**WHAT IS REQUIRED:** Extract every line in the items below that contains the word "sleeveless".

— START EXERCISE INPUTS —

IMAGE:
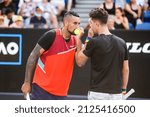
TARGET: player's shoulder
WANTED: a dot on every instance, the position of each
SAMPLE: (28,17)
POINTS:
(51,31)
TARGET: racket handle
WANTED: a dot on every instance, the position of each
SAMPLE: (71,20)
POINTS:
(128,94)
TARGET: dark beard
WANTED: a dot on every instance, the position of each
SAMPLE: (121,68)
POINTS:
(72,33)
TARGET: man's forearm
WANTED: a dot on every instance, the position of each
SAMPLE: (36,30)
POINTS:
(31,64)
(125,78)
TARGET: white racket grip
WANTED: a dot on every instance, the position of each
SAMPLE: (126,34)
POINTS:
(28,96)
(128,94)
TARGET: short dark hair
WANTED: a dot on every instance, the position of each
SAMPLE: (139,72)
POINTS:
(71,13)
(99,14)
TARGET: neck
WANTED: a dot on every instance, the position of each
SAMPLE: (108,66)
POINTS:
(66,35)
(104,30)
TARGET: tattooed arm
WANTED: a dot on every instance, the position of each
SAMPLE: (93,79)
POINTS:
(30,68)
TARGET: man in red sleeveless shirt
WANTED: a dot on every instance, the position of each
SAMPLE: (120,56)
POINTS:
(50,65)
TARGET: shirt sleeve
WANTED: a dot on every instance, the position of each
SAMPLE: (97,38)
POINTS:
(47,39)
(89,48)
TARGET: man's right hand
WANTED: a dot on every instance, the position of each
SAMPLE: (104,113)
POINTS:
(26,88)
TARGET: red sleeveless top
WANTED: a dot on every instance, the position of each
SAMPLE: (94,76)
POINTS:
(54,69)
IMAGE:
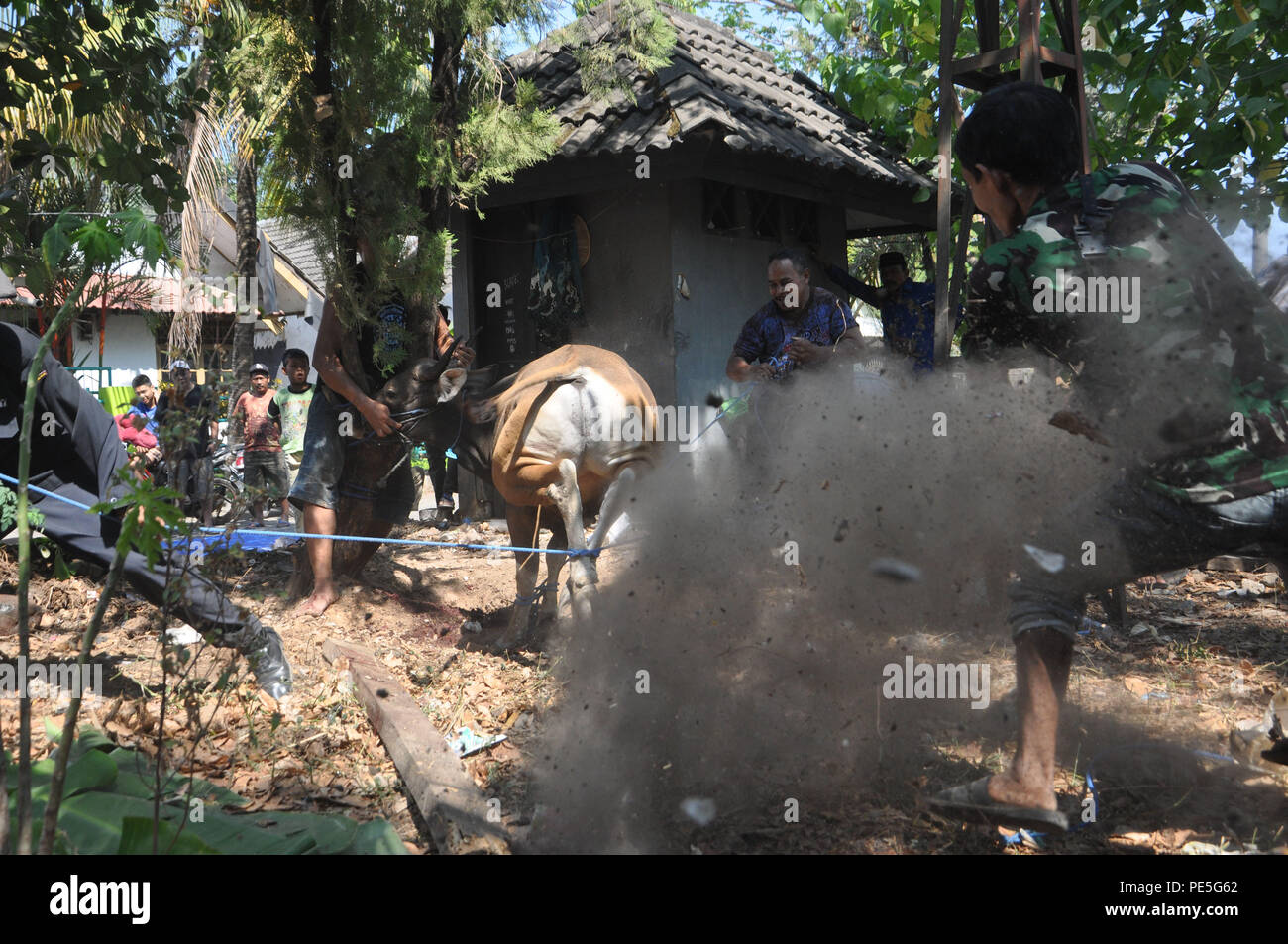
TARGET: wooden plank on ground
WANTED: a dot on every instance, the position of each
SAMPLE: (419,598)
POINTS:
(450,802)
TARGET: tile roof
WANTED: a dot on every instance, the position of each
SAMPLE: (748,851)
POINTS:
(716,81)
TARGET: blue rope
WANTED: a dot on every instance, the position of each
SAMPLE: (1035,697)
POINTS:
(52,494)
(570,552)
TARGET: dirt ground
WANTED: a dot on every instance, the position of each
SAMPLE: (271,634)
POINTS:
(1192,664)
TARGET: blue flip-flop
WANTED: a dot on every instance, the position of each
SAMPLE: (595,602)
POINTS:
(970,802)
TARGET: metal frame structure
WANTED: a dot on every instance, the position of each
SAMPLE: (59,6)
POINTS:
(982,72)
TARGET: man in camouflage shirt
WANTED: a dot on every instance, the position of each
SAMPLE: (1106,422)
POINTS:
(1176,366)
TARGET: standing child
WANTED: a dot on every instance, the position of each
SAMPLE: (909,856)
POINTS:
(266,469)
(292,404)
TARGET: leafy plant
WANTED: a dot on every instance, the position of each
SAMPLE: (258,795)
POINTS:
(107,807)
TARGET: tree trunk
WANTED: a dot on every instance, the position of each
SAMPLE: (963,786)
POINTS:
(248,248)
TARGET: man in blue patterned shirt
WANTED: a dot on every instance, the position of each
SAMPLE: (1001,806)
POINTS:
(802,326)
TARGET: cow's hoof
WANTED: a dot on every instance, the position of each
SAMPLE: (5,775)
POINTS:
(584,601)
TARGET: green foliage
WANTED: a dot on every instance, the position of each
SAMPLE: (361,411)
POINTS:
(1196,85)
(9,511)
(88,90)
(610,67)
(108,809)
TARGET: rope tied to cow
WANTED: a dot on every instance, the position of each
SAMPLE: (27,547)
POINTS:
(295,535)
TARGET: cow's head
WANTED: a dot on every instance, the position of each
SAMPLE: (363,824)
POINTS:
(426,399)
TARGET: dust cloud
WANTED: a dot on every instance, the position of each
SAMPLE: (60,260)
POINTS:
(733,679)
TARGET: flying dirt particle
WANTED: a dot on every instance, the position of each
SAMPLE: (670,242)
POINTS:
(700,810)
(896,570)
(1047,561)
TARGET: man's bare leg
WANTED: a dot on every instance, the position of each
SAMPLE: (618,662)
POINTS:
(1042,660)
(318,520)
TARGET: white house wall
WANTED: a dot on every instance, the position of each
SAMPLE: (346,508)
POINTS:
(129,349)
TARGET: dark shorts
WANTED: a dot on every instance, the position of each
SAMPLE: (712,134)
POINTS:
(318,479)
(198,471)
(266,471)
(1122,533)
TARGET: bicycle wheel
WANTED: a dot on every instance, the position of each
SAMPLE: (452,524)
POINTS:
(226,500)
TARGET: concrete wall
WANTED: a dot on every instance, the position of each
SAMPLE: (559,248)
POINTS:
(626,281)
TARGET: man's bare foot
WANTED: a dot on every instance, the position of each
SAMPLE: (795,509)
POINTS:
(317,603)
(1006,789)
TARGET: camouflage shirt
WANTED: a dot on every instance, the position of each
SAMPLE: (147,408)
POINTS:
(1173,355)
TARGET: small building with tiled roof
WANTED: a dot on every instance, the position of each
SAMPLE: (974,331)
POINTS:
(671,200)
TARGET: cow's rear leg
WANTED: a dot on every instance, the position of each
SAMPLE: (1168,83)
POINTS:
(554,566)
(523,532)
(612,506)
(583,575)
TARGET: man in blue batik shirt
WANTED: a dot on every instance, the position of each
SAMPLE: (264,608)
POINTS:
(802,326)
(907,308)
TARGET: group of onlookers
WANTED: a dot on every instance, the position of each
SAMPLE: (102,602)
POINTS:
(181,425)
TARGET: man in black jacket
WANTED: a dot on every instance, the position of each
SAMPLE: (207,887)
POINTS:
(76,454)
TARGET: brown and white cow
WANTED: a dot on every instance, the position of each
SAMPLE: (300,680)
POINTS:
(542,438)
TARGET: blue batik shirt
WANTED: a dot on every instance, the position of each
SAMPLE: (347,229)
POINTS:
(768,333)
(909,322)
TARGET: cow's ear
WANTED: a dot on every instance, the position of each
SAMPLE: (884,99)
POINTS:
(451,382)
(481,410)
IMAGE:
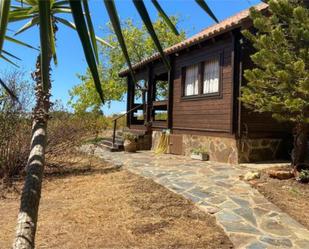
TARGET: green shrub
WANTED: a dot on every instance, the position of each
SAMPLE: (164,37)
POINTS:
(304,176)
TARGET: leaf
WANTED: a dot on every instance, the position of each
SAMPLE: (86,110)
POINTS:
(8,60)
(72,26)
(91,29)
(4,19)
(45,33)
(82,31)
(20,42)
(9,54)
(31,23)
(165,17)
(8,90)
(140,6)
(113,16)
(206,8)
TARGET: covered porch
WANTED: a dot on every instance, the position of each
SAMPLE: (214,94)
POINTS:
(150,98)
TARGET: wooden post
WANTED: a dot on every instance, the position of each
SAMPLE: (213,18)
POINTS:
(170,94)
(149,95)
(130,93)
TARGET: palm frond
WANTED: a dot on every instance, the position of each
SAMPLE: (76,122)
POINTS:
(113,16)
(140,6)
(206,8)
(45,33)
(81,28)
(8,90)
(165,17)
(91,29)
(4,19)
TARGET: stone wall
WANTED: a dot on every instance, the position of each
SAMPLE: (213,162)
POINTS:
(229,150)
(144,142)
(220,149)
(257,150)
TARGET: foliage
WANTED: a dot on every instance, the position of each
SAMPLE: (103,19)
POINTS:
(139,45)
(304,176)
(199,150)
(129,136)
(15,125)
(280,81)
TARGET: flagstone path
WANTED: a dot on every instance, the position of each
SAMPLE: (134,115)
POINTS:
(249,219)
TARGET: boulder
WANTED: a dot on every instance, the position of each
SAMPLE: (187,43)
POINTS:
(280,174)
(251,176)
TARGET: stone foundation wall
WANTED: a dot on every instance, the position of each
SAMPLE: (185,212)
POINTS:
(257,150)
(228,150)
(220,149)
(144,142)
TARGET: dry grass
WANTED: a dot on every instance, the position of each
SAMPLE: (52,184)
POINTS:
(289,195)
(98,206)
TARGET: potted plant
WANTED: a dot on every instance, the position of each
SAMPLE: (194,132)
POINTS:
(130,142)
(199,153)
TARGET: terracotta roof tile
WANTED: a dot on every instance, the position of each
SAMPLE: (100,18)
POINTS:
(216,29)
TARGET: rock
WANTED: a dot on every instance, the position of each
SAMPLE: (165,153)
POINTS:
(209,209)
(280,242)
(252,175)
(280,174)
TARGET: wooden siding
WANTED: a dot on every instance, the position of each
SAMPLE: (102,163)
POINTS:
(207,113)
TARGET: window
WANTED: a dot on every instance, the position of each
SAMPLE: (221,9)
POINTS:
(191,80)
(139,88)
(211,76)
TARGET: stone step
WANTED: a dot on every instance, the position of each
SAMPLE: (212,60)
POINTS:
(112,148)
(135,132)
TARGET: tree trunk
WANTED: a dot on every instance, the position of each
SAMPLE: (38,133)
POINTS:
(30,198)
(300,145)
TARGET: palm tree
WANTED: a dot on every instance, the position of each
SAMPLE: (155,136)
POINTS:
(44,13)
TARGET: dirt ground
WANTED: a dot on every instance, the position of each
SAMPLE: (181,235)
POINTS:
(289,195)
(94,205)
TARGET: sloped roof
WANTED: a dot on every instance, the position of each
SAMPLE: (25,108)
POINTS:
(219,28)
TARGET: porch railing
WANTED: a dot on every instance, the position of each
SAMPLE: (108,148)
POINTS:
(115,120)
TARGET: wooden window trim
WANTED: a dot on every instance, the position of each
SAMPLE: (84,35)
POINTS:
(201,95)
(183,81)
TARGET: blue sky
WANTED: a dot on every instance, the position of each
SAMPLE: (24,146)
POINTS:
(69,51)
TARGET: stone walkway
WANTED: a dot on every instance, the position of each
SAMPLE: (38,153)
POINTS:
(250,220)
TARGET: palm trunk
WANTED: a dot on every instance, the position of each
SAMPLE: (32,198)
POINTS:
(300,146)
(30,198)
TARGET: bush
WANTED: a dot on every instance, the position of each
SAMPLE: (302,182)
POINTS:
(304,176)
(15,125)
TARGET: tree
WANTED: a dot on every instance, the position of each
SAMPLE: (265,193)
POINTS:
(83,97)
(279,83)
(44,14)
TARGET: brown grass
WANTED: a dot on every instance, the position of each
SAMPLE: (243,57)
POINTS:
(289,195)
(99,206)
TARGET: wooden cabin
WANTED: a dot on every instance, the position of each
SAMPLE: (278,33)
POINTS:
(197,100)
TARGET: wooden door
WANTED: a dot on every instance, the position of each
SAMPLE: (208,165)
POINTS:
(175,144)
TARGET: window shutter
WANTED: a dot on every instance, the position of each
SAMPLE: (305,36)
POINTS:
(211,76)
(191,81)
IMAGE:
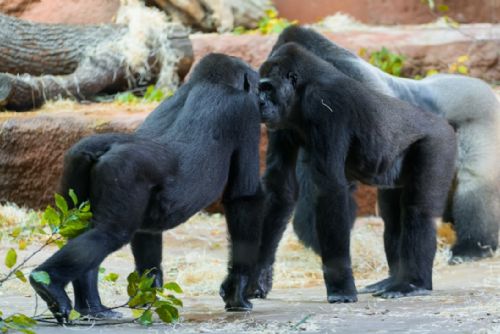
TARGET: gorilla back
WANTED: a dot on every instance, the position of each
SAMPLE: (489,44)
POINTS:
(468,104)
(351,133)
(200,144)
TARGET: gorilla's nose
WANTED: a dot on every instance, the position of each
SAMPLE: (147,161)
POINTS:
(265,84)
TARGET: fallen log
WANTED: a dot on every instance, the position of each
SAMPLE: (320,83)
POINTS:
(40,62)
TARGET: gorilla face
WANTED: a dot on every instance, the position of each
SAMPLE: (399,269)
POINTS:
(276,95)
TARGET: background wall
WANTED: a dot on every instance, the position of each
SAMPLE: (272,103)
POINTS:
(389,11)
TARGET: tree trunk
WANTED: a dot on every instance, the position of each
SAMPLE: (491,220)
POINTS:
(214,15)
(57,60)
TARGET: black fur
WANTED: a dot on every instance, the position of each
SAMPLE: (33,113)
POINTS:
(350,133)
(197,145)
(470,107)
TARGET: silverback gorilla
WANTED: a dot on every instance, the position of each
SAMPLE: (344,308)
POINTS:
(199,144)
(469,105)
(349,133)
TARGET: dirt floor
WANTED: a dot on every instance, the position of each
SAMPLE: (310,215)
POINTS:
(466,297)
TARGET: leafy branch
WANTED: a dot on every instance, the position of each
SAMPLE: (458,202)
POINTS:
(61,224)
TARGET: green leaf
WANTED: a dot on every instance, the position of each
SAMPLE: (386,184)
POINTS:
(164,315)
(73,229)
(84,207)
(137,313)
(60,243)
(172,286)
(61,204)
(443,8)
(73,196)
(133,280)
(41,277)
(11,258)
(146,282)
(73,315)
(146,318)
(51,218)
(19,274)
(138,299)
(175,300)
(111,277)
(462,69)
(16,231)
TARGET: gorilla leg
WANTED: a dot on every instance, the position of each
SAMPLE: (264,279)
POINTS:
(389,201)
(87,300)
(304,217)
(74,261)
(116,217)
(334,240)
(476,209)
(80,158)
(147,250)
(280,185)
(428,174)
(243,216)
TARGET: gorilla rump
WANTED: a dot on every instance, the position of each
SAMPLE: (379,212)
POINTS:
(468,104)
(350,133)
(197,145)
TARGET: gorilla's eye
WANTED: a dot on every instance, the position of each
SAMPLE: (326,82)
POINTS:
(265,85)
(293,78)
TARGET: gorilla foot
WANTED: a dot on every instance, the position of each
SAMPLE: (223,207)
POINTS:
(337,298)
(466,253)
(260,284)
(56,298)
(100,312)
(398,290)
(233,291)
(379,286)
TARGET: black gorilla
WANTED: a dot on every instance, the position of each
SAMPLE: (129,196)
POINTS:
(199,144)
(350,133)
(468,104)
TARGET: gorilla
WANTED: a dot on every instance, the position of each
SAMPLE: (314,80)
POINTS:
(468,104)
(195,146)
(349,133)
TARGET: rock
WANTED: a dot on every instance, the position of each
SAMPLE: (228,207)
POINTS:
(389,11)
(61,11)
(424,47)
(32,146)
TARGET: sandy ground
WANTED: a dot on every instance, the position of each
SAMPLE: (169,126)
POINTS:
(466,297)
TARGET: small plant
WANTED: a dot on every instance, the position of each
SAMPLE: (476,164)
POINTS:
(61,224)
(152,94)
(146,299)
(17,322)
(64,223)
(384,59)
(271,23)
(460,65)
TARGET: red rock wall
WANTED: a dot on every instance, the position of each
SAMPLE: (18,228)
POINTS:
(389,11)
(62,11)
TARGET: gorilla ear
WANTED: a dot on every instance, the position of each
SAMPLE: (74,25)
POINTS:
(293,77)
(246,83)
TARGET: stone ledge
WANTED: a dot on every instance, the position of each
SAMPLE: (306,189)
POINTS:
(425,47)
(32,147)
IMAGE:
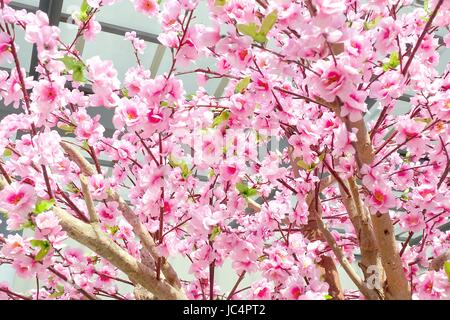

— END EXERCISE INPUTS —

**EXERCISE OUTPUT:**
TARGET: man in red sleeveless shirt
TARGET: red sleeveless top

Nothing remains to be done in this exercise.